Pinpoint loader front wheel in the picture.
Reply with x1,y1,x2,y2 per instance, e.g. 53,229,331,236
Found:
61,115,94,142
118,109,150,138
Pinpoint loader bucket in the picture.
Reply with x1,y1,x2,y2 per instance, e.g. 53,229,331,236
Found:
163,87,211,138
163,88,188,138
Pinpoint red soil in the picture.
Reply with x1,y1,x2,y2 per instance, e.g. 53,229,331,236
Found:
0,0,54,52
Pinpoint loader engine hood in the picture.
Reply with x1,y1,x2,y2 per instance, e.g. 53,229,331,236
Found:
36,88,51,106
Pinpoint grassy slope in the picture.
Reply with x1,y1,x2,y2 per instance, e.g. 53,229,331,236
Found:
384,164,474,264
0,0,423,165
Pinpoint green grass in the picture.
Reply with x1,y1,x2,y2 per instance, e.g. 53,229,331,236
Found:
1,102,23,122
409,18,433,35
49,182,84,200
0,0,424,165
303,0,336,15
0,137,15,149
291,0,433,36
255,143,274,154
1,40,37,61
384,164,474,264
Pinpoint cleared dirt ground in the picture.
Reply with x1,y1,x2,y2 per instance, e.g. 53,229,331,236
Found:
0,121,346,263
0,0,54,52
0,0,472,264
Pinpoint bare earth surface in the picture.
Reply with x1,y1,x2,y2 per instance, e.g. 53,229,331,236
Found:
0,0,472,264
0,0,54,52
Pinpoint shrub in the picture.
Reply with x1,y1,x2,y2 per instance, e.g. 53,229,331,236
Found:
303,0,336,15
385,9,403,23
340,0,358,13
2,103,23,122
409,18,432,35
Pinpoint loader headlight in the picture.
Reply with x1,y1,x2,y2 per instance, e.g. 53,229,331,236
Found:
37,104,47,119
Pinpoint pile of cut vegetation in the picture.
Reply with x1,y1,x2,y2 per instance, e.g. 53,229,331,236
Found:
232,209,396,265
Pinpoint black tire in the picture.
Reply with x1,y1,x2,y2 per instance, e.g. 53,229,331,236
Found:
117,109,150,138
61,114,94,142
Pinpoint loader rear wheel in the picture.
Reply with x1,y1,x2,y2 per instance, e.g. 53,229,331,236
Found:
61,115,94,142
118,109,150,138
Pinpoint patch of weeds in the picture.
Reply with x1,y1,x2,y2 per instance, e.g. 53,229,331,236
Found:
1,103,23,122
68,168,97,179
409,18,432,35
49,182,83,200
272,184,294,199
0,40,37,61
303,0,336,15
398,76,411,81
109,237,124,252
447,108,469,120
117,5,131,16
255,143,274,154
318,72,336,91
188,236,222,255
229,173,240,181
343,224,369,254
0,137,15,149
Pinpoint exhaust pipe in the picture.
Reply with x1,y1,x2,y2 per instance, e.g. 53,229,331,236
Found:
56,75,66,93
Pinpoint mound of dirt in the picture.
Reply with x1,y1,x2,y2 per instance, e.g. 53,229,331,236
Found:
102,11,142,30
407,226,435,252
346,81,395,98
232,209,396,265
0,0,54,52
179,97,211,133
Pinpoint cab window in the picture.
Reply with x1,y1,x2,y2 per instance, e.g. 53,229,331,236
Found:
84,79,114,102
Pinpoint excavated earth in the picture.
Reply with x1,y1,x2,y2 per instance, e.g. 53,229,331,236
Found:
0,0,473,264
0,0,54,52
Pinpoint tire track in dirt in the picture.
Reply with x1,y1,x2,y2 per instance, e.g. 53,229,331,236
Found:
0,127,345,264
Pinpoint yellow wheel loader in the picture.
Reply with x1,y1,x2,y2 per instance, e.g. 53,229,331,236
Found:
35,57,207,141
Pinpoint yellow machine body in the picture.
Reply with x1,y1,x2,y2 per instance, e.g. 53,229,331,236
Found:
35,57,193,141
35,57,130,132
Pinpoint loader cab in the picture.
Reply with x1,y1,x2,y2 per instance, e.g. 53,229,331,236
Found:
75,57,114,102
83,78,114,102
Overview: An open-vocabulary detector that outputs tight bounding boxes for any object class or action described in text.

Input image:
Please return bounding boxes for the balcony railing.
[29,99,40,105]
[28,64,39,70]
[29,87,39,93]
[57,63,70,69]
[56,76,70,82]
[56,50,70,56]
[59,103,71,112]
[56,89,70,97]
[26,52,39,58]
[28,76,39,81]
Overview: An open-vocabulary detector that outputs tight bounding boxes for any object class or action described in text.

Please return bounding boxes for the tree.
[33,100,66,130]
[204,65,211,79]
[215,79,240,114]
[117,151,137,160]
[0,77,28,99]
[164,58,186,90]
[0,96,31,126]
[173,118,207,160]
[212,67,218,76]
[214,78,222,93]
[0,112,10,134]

::::

From the data above, reproduce word for word the lines running from the line with "Pinpoint cab window in the picture." to the line with "Pinpoint yellow machine body in the picture.", ends included.

ANSWER FOR THIS EXERCISE.
Pinpoint cab window in the picture.
Reply with x1,y1,x2,y2 per instance, e.g. 53,229,331,236
Found:
84,79,114,102
Pinpoint excavated earth in the picture.
Reply with x1,y1,x2,y2 per instance, e.g. 53,229,331,236
Found:
0,0,473,264
0,0,54,52
Pinpoint tire track in dirt in the picture.
Reply with x1,y1,x2,y2 per instance, e.g. 53,229,331,236
Found:
0,127,345,264
Pinpoint yellow wheel loader in the picture.
Reply with x1,y1,x2,y2 per instance, e.g. 53,229,331,236
Found:
35,57,207,141
Pinpoint yellow machine body in the picture.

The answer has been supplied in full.